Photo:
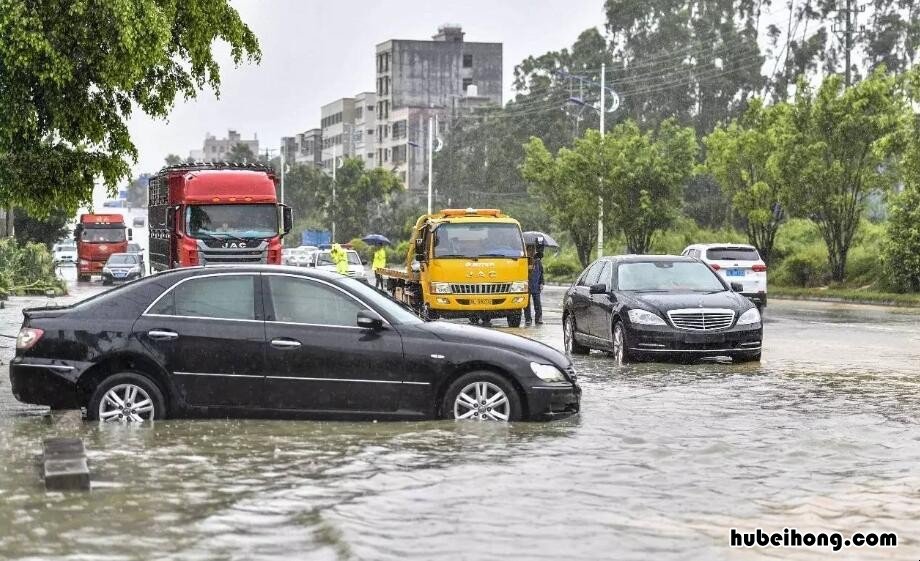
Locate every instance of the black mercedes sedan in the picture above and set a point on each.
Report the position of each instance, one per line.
(641, 307)
(271, 341)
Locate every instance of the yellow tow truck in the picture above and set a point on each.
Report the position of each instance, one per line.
(464, 263)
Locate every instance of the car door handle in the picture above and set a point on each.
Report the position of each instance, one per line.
(160, 335)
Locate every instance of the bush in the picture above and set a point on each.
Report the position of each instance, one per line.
(27, 269)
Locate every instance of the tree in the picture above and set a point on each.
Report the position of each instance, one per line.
(644, 179)
(839, 151)
(74, 73)
(240, 152)
(570, 203)
(46, 230)
(742, 156)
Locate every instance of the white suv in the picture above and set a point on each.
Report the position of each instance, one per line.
(736, 263)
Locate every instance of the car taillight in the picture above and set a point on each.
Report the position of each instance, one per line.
(27, 338)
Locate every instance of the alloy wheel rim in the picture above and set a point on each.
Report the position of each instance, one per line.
(482, 401)
(126, 403)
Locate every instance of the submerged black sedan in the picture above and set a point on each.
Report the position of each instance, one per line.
(640, 307)
(271, 341)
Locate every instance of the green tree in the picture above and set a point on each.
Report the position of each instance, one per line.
(45, 230)
(839, 151)
(644, 179)
(240, 152)
(173, 160)
(742, 156)
(569, 199)
(74, 73)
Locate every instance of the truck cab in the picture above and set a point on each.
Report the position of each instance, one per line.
(465, 263)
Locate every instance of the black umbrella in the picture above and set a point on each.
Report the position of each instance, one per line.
(535, 238)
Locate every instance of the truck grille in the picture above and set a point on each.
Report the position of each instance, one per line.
(703, 319)
(481, 288)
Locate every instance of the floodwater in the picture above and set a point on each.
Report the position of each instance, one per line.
(664, 460)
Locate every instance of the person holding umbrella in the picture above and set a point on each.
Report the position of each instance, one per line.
(535, 285)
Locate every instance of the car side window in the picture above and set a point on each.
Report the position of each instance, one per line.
(220, 297)
(298, 300)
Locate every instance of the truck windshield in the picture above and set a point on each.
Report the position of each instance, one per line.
(473, 239)
(103, 235)
(243, 221)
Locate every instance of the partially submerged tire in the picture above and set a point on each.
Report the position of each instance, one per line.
(126, 397)
(482, 396)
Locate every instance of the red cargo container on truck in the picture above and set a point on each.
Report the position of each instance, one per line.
(211, 214)
(97, 237)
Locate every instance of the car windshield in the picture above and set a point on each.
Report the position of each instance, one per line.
(381, 302)
(733, 254)
(242, 221)
(667, 276)
(103, 235)
(122, 259)
(473, 239)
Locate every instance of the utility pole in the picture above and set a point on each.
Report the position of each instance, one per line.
(600, 198)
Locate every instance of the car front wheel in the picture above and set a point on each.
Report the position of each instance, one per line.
(482, 396)
(126, 397)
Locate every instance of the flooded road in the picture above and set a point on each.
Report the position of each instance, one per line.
(665, 459)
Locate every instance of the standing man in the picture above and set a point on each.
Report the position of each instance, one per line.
(535, 286)
(380, 261)
(339, 258)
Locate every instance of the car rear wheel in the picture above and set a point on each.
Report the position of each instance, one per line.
(482, 396)
(126, 397)
(568, 332)
(620, 350)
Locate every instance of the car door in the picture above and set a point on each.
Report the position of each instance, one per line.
(318, 358)
(207, 331)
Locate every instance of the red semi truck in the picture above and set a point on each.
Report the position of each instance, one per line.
(97, 237)
(210, 214)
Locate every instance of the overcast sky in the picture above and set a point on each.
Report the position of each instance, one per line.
(315, 52)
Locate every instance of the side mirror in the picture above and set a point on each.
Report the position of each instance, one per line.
(287, 215)
(599, 288)
(369, 320)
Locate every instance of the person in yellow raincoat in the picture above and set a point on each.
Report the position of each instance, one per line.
(340, 258)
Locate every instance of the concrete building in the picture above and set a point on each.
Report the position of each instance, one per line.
(303, 148)
(217, 149)
(421, 79)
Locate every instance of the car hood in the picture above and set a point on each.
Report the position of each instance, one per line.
(491, 339)
(664, 301)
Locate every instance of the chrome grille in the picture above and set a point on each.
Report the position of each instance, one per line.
(481, 288)
(702, 319)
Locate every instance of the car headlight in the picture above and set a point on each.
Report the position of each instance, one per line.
(749, 317)
(643, 317)
(440, 288)
(547, 372)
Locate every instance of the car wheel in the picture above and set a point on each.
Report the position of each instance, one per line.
(126, 397)
(568, 333)
(482, 396)
(620, 350)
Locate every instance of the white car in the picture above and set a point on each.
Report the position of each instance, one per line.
(323, 260)
(736, 263)
(64, 252)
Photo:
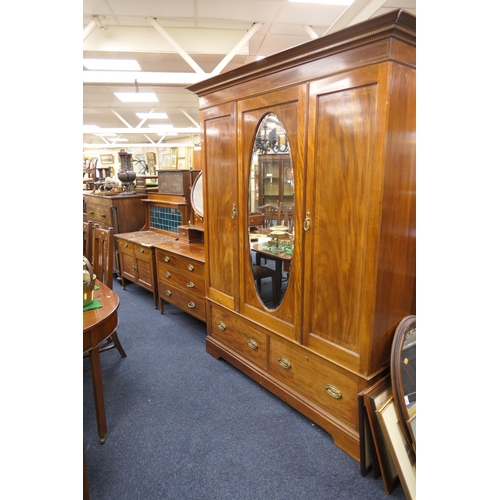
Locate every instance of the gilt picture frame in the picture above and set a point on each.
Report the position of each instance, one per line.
(374, 398)
(106, 159)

....................

> **Problem to solve**:
Keeping the pictures out, print the entries above exactly as written.

> **Solution**:
Photo:
Locate every instance of the black mercedes sedan in the picture above and set a point on each.
Report the position of each instance, one per line.
(641, 307)
(271, 341)
Locate every instance of the yellow tow truck in the picture above and set a point on each.
Report the position of each instance, one per line.
(464, 263)
Locate every instance of the car door handle in the picture above and set a point on each.
Report the position of each instance, one per line.
(160, 335)
Locate every instance of the bush in the picture above and set a point on each.
Report the position of each instance, one per line.
(27, 269)
Locate every instance of the tree in the picture above and set a point on each.
Report the position of each instance, one per line.
(644, 179)
(839, 151)
(74, 73)
(240, 152)
(570, 203)
(46, 230)
(742, 156)
Locate every instance of the white suv in the picture above and set a point on each.
Report the position of each instance, one per line.
(736, 263)
Locate every instance of the car taillight in the picture above and set a point on each.
Report the position of each instance, one per line.
(27, 338)
Locate every instance of the alloy wheel rim in the picture above and set a point on each.
Report the position of each instance, one per line.
(482, 401)
(126, 403)
Locate every instance of the submerged black sedan in the picture above and set a point on each.
Report the position of each instance, one per line.
(640, 307)
(271, 341)
Locate every instance of the green tree in the picture above and set a point on each.
Report the position of each instance, one per line.
(45, 230)
(839, 151)
(644, 179)
(240, 152)
(173, 160)
(742, 156)
(569, 199)
(74, 73)
Locate every instance of the truck cab in the picture above and set a point on each.
Report the position of each instance, one per line.
(465, 263)
Locate every instance of the black umbrella in the picture above and set a point on each.
Report the position of each instance, one per line.
(535, 238)
Locate every instance of the truck grille in the picture above and set a point on each.
Report the position of each instance, one per line.
(703, 319)
(481, 288)
Locate every instance of the floodwater in the picture above and set a point on each.
Report the position of each instance, one per line.
(664, 460)
Locate every instance of the person holding umbrella in the picture above and set a point on each.
Report the position of each instance, one per line.
(535, 285)
Locate every instance of the car side window in the picture above and set a point on each.
Report the position of each instance, one per line.
(220, 297)
(298, 300)
Locate every instance of the truck windshield in the picture above and set a point on each.
Report the position of each instance, one per line.
(473, 239)
(103, 235)
(243, 221)
Locate every instance of the partially submerged tire in the picture above and set a point on each.
Report the position of each instance, one per line.
(126, 397)
(482, 396)
Locate every instance of the red cargo container on truck in the picture above and set a point on each.
Report the position of each instance, one per line.
(211, 214)
(97, 237)
Locate every instance of the car windshield in the picture above and set a point on each.
Report the position of each instance, one per line.
(381, 302)
(733, 254)
(242, 221)
(667, 276)
(103, 235)
(122, 259)
(473, 239)
Locate every instance of the utility pole in the picture above and set a point on each.
Report the position of each instance, one per line.
(600, 198)
Locate every instance of the car front wheel in the picture above and set a point on each.
Report the position of each instance, one per line.
(482, 396)
(126, 397)
Locate every instance of the flooded road in the picture above and set a point on each.
Report the position of each instance, one per line.
(665, 459)
Locate every instance of the standing man in the picture above and set a point on each.
Report the position of each instance, one per line.
(535, 286)
(380, 261)
(339, 258)
Locate every instance of the car rear wheel in the picture above and set a point on each.
Report the position of each instance, one per line.
(482, 396)
(126, 397)
(568, 332)
(620, 350)
Locate every instance of the car door in the picture above and set a point on each.
Report the position of each instance, one per line.
(318, 358)
(207, 331)
Locate every instance of the red semi truck in the picture above and set a point on each.
Report the position of each instance, one per line.
(97, 237)
(210, 214)
Locate every instance of the overcast sky in the picture above and set a point on each.
Report the position of each instance, one per line.
(315, 52)
Locate every instance of the side mirror in the picture above and set a point on each.
Report the position of each instance, one per line.
(287, 215)
(599, 288)
(369, 320)
Locate every instance of the person in yellow raincoat in the picture above and set a point on each.
Report the position of each instance, one per line.
(340, 258)
Locate every instance of the concrete building in the picture above and set a point on each.
Report the position of each instance, one per line.
(303, 148)
(217, 149)
(421, 79)
Locate every instance of the car hood in the picture above and set a point on each.
Report the position of each instance, one per line.
(491, 339)
(664, 301)
Locate every instance of the chrome grille in the picture above and set a point on each.
Report the position of each instance, one per line.
(481, 288)
(702, 319)
Locate every instance of the car headlight in the picture above and set a point on each.
Report the position of each instance, one per line.
(749, 317)
(643, 317)
(440, 288)
(547, 372)
Locate every instance of the car wheel in the picture above and set a point on each.
Report the position of each instance, one per line.
(126, 397)
(568, 333)
(482, 396)
(620, 350)
Locate every instance of the white car in the picture above and set a point on each.
Report the position of each instance, one per line.
(323, 260)
(736, 263)
(64, 252)
Photo:
Locate every instance of the gilt picture frame in the picture above and set a point on each.
Report the position of each instance, one per line.
(374, 398)
(106, 159)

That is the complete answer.